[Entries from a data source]
○ ○ ○

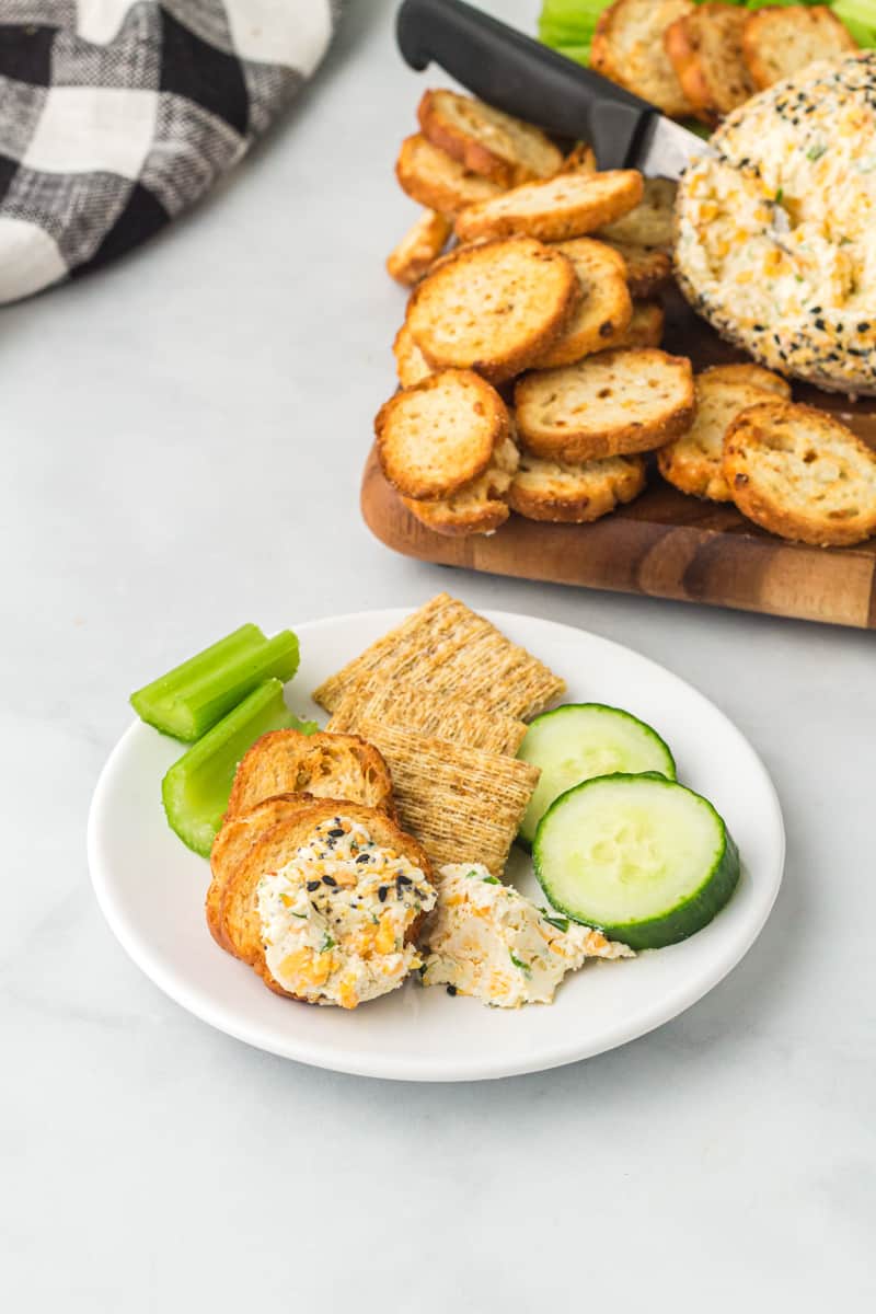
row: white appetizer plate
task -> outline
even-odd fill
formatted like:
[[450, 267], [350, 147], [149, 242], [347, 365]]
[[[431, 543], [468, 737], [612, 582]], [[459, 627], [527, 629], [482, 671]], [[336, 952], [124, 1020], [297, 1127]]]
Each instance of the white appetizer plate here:
[[[293, 711], [324, 721], [309, 691], [405, 615], [372, 611], [296, 625], [302, 656], [286, 690]], [[565, 677], [567, 702], [624, 707], [663, 736], [679, 779], [714, 803], [739, 845], [742, 879], [729, 905], [684, 943], [634, 961], [587, 963], [553, 1005], [493, 1009], [412, 980], [352, 1012], [296, 1004], [265, 989], [210, 938], [208, 862], [184, 848], [162, 809], [162, 777], [181, 746], [137, 723], [97, 783], [88, 854], [109, 925], [171, 999], [229, 1035], [301, 1063], [411, 1081], [473, 1081], [624, 1045], [690, 1008], [739, 962], [767, 920], [784, 862], [781, 811], [751, 745], [701, 694], [628, 648], [532, 616], [487, 615]], [[506, 878], [544, 903], [516, 846]]]

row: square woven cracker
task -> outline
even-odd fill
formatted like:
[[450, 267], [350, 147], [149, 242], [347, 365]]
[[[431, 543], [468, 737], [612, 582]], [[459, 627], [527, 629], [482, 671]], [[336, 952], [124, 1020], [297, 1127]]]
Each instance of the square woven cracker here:
[[538, 767], [378, 721], [357, 731], [382, 753], [402, 827], [432, 862], [482, 862], [500, 875]]
[[341, 698], [326, 729], [356, 735], [362, 720], [394, 725], [429, 738], [448, 740], [466, 748], [514, 757], [527, 733], [525, 721], [502, 712], [483, 712], [464, 702], [454, 692], [437, 696], [423, 685], [408, 681], [380, 681], [376, 675], [366, 689], [353, 690]]
[[464, 691], [482, 712], [523, 720], [544, 712], [566, 687], [525, 648], [445, 593], [331, 675], [314, 699], [334, 712], [345, 694], [362, 698], [374, 674], [381, 683], [402, 679], [435, 695]]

○ ○ ○

■ WORK INSTRUCTIONS ■
Reproduce every line of the entries above word for word, leaving out the pictures.

■ ANSWER FOR THE TASK ■
row: white appetizer plate
task -> outline
even-odd fill
formatted like:
[[450, 267], [350, 147], [149, 242], [347, 365]]
[[[431, 543], [468, 737], [612, 582]], [[459, 627], [527, 629], [482, 671]], [[336, 952], [124, 1020], [297, 1127]]]
Each instance of the white appetizer plate here:
[[[293, 711], [324, 721], [309, 691], [405, 615], [372, 611], [296, 625], [302, 656], [286, 690]], [[565, 677], [567, 702], [624, 707], [663, 736], [679, 779], [714, 803], [739, 845], [742, 879], [729, 905], [684, 943], [634, 961], [587, 963], [553, 1005], [493, 1009], [412, 980], [352, 1012], [296, 1004], [265, 989], [210, 938], [208, 862], [184, 848], [162, 809], [162, 777], [181, 746], [137, 723], [97, 783], [88, 854], [109, 925], [171, 999], [229, 1035], [301, 1063], [411, 1081], [473, 1081], [624, 1045], [690, 1008], [739, 962], [767, 920], [784, 862], [781, 811], [751, 745], [701, 694], [628, 648], [532, 616], [487, 615]], [[506, 878], [544, 903], [516, 846]]]

row: square woven cracker
task -> outline
even-odd fill
formatted like:
[[450, 267], [350, 147], [149, 242], [347, 365]]
[[[431, 543], [468, 737], [612, 582]], [[459, 627], [527, 629], [482, 671]], [[336, 952], [124, 1020], [297, 1127]]]
Each instance of the square woven cracker here:
[[538, 767], [378, 721], [357, 731], [382, 753], [402, 827], [432, 862], [482, 862], [500, 875]]
[[341, 698], [326, 729], [356, 735], [362, 720], [394, 725], [429, 738], [448, 740], [466, 748], [514, 757], [527, 733], [525, 721], [502, 712], [483, 712], [464, 702], [454, 692], [437, 696], [423, 685], [408, 681], [380, 681], [376, 675], [366, 689], [353, 690]]
[[464, 691], [482, 712], [523, 720], [544, 712], [566, 687], [525, 648], [445, 593], [331, 675], [314, 699], [334, 712], [345, 694], [362, 698], [374, 674], [381, 683], [402, 679], [435, 695]]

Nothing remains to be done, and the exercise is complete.